Return each entry word for word and skip its pictures.

> **Given records**:
━━━

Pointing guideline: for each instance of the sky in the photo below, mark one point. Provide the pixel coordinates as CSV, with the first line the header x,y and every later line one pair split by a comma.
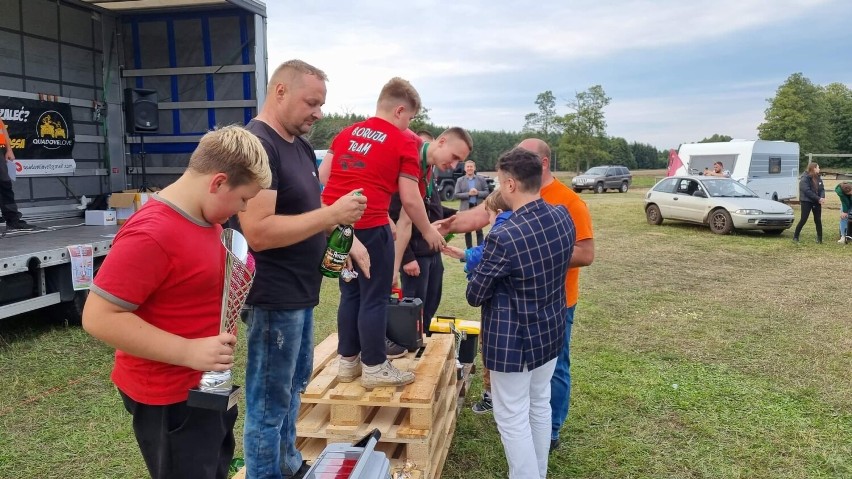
x,y
675,71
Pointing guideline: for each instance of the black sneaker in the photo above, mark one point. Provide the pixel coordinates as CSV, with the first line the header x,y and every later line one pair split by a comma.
x,y
21,225
394,350
484,405
301,472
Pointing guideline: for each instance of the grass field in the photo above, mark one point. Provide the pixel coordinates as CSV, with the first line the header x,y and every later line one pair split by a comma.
x,y
694,356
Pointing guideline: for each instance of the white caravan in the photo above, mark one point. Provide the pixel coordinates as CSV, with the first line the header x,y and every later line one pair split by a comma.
x,y
769,168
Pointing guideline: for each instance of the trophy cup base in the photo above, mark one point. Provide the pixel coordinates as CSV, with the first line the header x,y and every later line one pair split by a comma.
x,y
214,401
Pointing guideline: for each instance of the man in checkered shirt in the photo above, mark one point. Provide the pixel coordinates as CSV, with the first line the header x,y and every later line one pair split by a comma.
x,y
520,284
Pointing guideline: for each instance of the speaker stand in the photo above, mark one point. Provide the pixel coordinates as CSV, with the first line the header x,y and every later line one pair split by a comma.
x,y
143,188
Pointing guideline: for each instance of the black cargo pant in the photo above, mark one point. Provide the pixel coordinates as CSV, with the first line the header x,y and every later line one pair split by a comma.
x,y
7,194
182,442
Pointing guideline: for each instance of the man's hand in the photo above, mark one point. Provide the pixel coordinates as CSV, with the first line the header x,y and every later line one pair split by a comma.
x,y
433,238
445,225
453,252
359,255
214,353
349,208
412,268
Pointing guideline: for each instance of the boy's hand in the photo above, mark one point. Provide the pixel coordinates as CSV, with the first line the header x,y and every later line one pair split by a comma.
x,y
453,252
349,208
445,225
214,353
412,268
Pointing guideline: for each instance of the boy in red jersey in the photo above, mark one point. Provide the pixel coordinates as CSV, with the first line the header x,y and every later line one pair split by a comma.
x,y
377,156
164,321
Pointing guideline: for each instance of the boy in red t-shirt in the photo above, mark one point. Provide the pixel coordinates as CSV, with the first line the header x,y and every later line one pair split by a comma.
x,y
157,300
377,156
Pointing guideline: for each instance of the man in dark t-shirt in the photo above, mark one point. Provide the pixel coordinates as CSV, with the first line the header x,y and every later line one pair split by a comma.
x,y
285,226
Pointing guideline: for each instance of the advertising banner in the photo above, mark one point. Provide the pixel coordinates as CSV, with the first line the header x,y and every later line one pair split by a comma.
x,y
39,130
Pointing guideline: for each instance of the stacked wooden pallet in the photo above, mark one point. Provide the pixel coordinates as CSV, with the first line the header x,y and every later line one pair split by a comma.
x,y
417,421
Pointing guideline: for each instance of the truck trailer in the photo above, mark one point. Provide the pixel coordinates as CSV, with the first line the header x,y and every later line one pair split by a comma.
x,y
103,97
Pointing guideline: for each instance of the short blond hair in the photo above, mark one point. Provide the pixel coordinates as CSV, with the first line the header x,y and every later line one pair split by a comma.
x,y
286,73
461,134
397,91
234,151
495,202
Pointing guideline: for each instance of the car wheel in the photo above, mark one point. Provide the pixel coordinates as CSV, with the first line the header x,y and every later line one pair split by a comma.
x,y
720,222
447,192
652,212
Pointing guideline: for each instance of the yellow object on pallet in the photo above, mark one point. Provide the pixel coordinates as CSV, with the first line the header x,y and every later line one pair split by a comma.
x,y
441,324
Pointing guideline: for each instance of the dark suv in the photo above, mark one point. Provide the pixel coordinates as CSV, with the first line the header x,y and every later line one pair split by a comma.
x,y
602,178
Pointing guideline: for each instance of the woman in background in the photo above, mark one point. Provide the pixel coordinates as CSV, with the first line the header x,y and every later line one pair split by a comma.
x,y
811,198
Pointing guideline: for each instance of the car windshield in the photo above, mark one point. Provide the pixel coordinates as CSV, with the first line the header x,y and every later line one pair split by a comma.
x,y
727,188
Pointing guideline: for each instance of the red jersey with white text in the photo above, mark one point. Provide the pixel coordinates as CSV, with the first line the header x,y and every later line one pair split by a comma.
x,y
168,268
372,155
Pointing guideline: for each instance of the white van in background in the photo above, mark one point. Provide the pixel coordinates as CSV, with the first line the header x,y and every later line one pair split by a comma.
x,y
769,168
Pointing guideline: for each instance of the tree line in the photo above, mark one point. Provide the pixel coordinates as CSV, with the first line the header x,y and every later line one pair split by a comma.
x,y
818,118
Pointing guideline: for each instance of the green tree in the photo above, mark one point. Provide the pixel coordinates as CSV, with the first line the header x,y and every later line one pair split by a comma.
x,y
716,138
620,152
583,142
839,99
647,156
421,120
544,122
799,112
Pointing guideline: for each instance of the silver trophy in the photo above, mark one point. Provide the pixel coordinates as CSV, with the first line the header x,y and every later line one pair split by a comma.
x,y
216,389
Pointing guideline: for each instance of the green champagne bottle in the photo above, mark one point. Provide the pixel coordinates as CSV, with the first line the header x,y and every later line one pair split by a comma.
x,y
337,250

━━━

> **Solution to this exercise**:
Pointing guideline: for each instance of the sky in the photo below, mark one point. Provide the pixel coordinates as CSV, with the first line the header x,y and every later line one pair split by a comma.
x,y
675,71
Pointing guideline: for each instance of the black sneaker in the photo above, mark one point. Provide the pixel coordinates as CSV, with the first line the header x,y and every later line one pair split by a comma.
x,y
21,225
394,350
484,405
301,472
Pointing guideline: for each instance of the grass field in the photo above, mark one point. Provide the pixel coordinates as CSV, with the first line the header x,y and every later line one pair split by a comma.
x,y
694,356
Pointing guideline: for each instance of the white caravan in the photo above, mark one point. Provide the pixel coordinates as CSV, with the first line the header x,y and every later line one pair split by a comma.
x,y
769,168
Pointing guideline: for each instance of the trophy cup base in the photo above, mark one point. Provide the pixel coordinates as CSV, with the first line the header x,y and every later line one pair split by a comma.
x,y
214,401
Pointing guideline: for each instance of the man in checkered shirt in the photo above, mark one point. Provide the pixel coordinates as CSV, with the first line the header x,y and every later line one pair split by a comma.
x,y
520,284
Pointing guideline: for each instance of the speaker stand in the photo above, mark one point. Provide the pixel coordinates as CSV, with the first line the header x,y and every later line one pair split by a comma.
x,y
143,188
Pointing guideline: for each instance of the black cargo pant in the photo above, mark one point. Provide the pixel coordinates as CSV, with the first line the header x,y and every later line one pair split by a comma.
x,y
7,194
182,442
Pointing guideline: for each instance of the man's hand in the photo above, mark one point. Provide the pixel coordinates as CSV, with the first line the header x,y and every later line one pair split by a comma.
x,y
433,238
445,225
453,252
359,255
214,353
349,208
412,268
Pointing guideline: for each instance of the boy's hand in the photo above, mark one point. Provide the pixel coordinates as CSV, with the first line the header x,y and every later line one pair split by a comma.
x,y
453,252
349,208
445,225
214,353
412,268
Pointing guideline: for each instance of the boy in red jersey in the photo above, mark one point. Provide the pixel coordinates as CSV, with the first line the header x,y and every later line one pair split by a comma.
x,y
377,156
164,321
Pointing guideline: for each instance of the boy in red t-shirt in the photo above, mark one point. Provide the pixel coordinates as CSV, with the first line the header x,y and every later line one pair split by a comma.
x,y
157,300
377,156
Pointing guideline: for each instance of the man in dark t-shirt in the photo above, mark one point. Provide the pixel coordinates as CSV, with the first line the header x,y and every later line one pair split by a comma.
x,y
285,226
Pointing guideline: for each instance of the advertising banner in the photo above, mark one point. Provide the pixel coordinates as CSV, with the first line the header x,y and every later line one pair split by a comma.
x,y
39,130
Pointing guideline: for each instance of the stacked wooden pallet in the photo above, mark one point. Provide the pixel coordinates as CSV, with the first line the header x,y and every later line one pair split by a comma.
x,y
417,421
Pointing guideline: for each instance of the truck trailer in the photo above, mark one point. Provide the pixel coordinates as CSV, with the first line the header x,y and every later line one pair split by a comma.
x,y
103,97
Pointing guideline: for each instance of the short blond hair in the photo above, mark one point. Provide the pixel coordinates as CSV, with the first line the header x,y and every later line one pair split by a comma.
x,y
286,73
461,134
397,91
234,151
495,202
Pointing guideline: for each instance of the car wheel in the photo above, mark one point. Provide the pixel coordinates as CSV, with the first line the header x,y and every later line one pair split by a comma.
x,y
720,222
447,192
652,212
Pointing guideline: for each instance of the yellow object on pallet in the photo above, mark one point. Provide the pixel coordinates as CSV, with the first line the header x,y and every later line one pair split by a comma.
x,y
441,324
Pointing guideline: for each instance of the dark suv in the photo above, mark one point. Provide the pixel coordinates as CSV, with the first line the header x,y and every later line one pair split by a comma.
x,y
602,178
Pointing guideline: for each instance of the woman in background in the photo above, mark one point. Provide the pixel coordinates as CSV, with the first line the header x,y and every later line one pair split by a comma.
x,y
811,198
Pointing guideline: for each instance of the car windshield in the photo above, mark one point. Provide the pixel coordinates as CSV, with the first line the header x,y and every later line one pair split by a comma.
x,y
727,188
Pointing guideline: for each instance of the red jersey with white text in the photo above, mark one point. Provide the pixel coordinates as CSV, with the first line the header x,y and every later line one pair split by a comma.
x,y
168,268
372,155
Pointing guideline: for each instance of the white van in background in the photo above, mark one point. Provide the pixel coordinates as CSV, with the first line the header x,y and every later line one pair split by a comma.
x,y
769,168
Pointing guideline: for each instance of the tree line in the photo above, mark one point. Provide the pixel coordinates as CSV, with the first line the header x,y and every later line one pair split by a comma.
x,y
818,118
Pointing guideline: for each instance of the green tree in the photo above, mark one point. Provide the pixel coordinates as CSV, with the first line the header x,y and every later line one pair split by a comma.
x,y
716,138
620,152
583,142
839,99
647,156
421,120
544,122
799,112
Pointing guideline: for each instance of the silver trophy in the photo above, mark one point. Provide the pixel coordinates as CSV, with the first line the header x,y and every later line one pair split by a comma.
x,y
216,389
Pointing guideline: for each instance of the green champagne bottle in the photo above, mark one point. Provide the pixel coordinates as CSV, with the first line the header x,y and every later line one pair split by a comma.
x,y
337,250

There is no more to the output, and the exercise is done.